Geef letterlijk de regels terug vanaf het begin van de records tot en met de regel met "top-left (1147, 0), bottom-right (1176, 441)".
--- Te verwerken records ---
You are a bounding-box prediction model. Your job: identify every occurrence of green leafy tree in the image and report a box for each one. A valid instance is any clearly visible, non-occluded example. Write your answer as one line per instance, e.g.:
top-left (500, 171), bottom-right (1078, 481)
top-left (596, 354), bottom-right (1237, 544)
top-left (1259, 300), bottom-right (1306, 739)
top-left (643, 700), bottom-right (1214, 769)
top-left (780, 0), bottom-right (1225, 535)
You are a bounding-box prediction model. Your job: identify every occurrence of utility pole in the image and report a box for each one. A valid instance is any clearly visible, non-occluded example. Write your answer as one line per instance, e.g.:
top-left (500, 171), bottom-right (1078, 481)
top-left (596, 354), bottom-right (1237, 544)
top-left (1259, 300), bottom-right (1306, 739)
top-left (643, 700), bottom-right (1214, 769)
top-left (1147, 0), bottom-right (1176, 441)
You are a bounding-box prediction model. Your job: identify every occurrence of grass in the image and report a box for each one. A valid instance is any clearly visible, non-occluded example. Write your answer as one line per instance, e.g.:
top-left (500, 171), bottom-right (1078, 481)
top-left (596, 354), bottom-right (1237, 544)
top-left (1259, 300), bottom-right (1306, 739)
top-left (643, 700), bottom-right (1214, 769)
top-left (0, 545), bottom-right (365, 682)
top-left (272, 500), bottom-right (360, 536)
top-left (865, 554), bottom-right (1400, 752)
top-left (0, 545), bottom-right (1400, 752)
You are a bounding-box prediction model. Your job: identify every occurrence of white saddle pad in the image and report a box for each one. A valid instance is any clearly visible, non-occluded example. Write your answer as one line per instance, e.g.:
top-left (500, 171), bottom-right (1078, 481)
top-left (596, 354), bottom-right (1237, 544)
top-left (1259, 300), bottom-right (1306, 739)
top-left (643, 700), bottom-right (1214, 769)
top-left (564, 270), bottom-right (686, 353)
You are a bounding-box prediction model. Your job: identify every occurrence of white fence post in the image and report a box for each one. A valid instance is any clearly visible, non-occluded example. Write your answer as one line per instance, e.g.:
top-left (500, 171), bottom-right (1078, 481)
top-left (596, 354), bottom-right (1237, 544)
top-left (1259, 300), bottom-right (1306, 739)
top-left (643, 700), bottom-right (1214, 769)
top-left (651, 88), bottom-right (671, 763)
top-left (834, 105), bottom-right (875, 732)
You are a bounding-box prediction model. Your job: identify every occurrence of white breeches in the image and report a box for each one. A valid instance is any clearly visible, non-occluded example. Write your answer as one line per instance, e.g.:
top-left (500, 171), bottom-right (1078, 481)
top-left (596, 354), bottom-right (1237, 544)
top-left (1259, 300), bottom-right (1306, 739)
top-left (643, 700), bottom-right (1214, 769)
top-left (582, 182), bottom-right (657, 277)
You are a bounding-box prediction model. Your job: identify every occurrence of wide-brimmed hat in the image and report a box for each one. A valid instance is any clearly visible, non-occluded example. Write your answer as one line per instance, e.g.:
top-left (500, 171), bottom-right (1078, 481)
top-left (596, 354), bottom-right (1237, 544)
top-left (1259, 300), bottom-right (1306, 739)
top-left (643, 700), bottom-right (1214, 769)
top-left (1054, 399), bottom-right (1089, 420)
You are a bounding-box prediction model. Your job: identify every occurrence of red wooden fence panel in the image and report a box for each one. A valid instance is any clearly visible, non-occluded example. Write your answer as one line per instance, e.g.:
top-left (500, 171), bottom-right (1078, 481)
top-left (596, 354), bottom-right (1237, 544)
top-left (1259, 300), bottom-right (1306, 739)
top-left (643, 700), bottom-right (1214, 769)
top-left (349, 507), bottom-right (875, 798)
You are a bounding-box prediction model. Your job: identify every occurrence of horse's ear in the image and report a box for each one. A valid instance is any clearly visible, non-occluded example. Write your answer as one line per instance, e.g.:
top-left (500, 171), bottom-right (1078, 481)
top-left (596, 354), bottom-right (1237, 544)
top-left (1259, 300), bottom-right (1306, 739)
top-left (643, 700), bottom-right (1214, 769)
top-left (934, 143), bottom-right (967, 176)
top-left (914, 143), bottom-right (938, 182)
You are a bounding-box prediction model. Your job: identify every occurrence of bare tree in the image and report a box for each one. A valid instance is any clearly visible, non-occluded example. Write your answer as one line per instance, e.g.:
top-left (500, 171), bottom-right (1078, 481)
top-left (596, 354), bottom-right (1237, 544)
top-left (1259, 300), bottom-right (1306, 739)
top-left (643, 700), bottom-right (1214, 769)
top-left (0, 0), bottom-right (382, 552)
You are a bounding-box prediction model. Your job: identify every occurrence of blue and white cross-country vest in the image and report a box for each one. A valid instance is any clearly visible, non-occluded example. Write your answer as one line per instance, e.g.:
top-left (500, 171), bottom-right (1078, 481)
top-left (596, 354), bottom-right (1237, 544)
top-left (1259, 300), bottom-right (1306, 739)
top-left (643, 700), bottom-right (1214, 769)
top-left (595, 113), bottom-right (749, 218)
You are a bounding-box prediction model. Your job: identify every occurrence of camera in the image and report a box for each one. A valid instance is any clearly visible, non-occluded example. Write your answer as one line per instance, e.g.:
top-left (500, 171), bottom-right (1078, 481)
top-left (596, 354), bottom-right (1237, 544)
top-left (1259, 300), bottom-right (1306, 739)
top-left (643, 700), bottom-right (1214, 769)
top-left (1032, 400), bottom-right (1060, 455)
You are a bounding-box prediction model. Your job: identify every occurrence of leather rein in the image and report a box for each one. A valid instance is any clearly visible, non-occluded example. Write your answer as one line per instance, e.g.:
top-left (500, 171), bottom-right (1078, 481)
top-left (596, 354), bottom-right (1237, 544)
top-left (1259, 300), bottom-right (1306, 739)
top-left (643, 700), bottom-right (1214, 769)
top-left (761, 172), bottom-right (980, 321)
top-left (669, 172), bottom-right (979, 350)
---
» Uitwerking oefening:
You are a bounding-box prediction model. Your job: identify every occurrence of green leafy tree in the image and report a box for each one. A valid instance is any clearly visible, non-occluded example. Write your answer as one line per instance, e.g.:
top-left (500, 171), bottom-right (1078, 481)
top-left (596, 354), bottom-right (1237, 544)
top-left (1259, 300), bottom-right (1306, 739)
top-left (643, 700), bottom-right (1214, 769)
top-left (780, 0), bottom-right (1225, 535)
You are a bounding-box prediction model. Your job: identify every occurrence of utility pole in the image and report a box for each one. A valid instance is any clearly visible, non-occluded example. Write your answer as one line per instance, e.g.:
top-left (500, 171), bottom-right (1078, 481)
top-left (596, 354), bottom-right (1237, 544)
top-left (1259, 300), bottom-right (1306, 739)
top-left (643, 700), bottom-right (1214, 769)
top-left (1147, 0), bottom-right (1176, 441)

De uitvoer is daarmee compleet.